(Saved entries)
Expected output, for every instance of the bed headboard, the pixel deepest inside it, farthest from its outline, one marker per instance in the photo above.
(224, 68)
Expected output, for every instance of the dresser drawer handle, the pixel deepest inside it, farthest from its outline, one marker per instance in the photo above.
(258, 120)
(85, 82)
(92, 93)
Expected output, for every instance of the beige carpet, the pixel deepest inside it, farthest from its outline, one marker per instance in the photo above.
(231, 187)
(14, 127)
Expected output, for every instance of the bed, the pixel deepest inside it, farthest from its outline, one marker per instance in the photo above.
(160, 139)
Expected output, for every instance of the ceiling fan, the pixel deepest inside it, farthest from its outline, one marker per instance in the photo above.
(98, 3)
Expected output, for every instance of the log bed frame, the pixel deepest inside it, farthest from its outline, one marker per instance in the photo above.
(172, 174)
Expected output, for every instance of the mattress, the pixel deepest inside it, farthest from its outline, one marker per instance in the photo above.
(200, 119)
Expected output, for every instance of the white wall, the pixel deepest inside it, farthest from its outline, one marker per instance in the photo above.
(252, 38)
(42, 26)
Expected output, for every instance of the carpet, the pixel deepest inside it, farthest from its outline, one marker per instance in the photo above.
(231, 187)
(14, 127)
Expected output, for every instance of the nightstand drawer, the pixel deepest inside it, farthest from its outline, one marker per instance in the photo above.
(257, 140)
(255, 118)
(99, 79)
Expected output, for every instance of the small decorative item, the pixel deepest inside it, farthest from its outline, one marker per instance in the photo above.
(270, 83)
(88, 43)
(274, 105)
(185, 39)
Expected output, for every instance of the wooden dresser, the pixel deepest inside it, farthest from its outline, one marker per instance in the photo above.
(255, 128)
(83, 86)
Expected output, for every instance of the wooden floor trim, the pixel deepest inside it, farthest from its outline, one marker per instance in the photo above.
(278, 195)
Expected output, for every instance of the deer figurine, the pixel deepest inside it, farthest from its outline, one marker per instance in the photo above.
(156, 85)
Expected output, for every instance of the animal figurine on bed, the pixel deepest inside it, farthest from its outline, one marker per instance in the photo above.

• [EXERCISE OBJECTIVE]: A word-for-word copy of all the entries is required.

• [EXPECTED OUTPUT]:
Expected output, for every instance of the bed headboard, the pixel deepest inside it, farthest from its outline, one marker per instance in the photo above.
(224, 68)
Expected output, for every instance of the dresser drawer handle, the pixel deepest inside it, farthest from its outline, one marker per instance in the photo above.
(258, 120)
(85, 82)
(92, 93)
Expected output, for every instance of the beige carpet, the pixel deepest inside it, farthest from its outline, one marker per instance in the photo above.
(231, 187)
(14, 127)
Expected output, for every instance of the bed, the pixel deepest inside it, farthest from its outline, one marker per instance in the photo above.
(160, 139)
Expected output, for every instance of the ceiling fan, the pixel deepest inside it, farthest from its outline, one marker per instance in the photo above.
(98, 3)
Expected output, for every instance of the log bed frame, the pixel deepest inside it, farthest from its outline, one marker per instance in the photo above.
(172, 174)
Expected output, for every instance of the mattress, the pixel deepest inside it, farthest from its outline, one marker per instance in the photo above.
(200, 119)
Expected output, for every instance of the white wall, the pixel deepest inside it, farthest from its outline, one marker per instance in the photo above.
(252, 38)
(42, 26)
Expected output, for every instance of the carpet, the pixel deepest inside it, farthest from its outline, one marker per instance in the photo above.
(231, 187)
(14, 127)
Expected output, for every instance of the nightstand drawer, the pixel deepest inside it, farthest from its outline, one marker per instance in the photo above.
(257, 140)
(255, 118)
(99, 79)
Expected output, for every instance of the small decorative item, the pixel deepest inside it, farthest from its outline, one marker per instance in the photo above.
(270, 83)
(88, 43)
(274, 105)
(185, 39)
Expected output, for every instance of the wooden dresser, the pixel deepest inside it, farthest from its outline, one marker per instance in the photo above.
(255, 128)
(83, 86)
Expected output, for every instance of the wooden floor trim, the pixel deepest inside it, farthest from its outline, one marker per instance in the photo above.
(278, 195)
Expected output, for every instance of the deer figurine, the pixel deepest inside it, farthest from its outline, one marker per instance in the photo above.
(156, 85)
Expected output, for every instance of the animal figurine on bed, the pixel deepest inside it, farthest from its outline, one marker per instance in the photo above.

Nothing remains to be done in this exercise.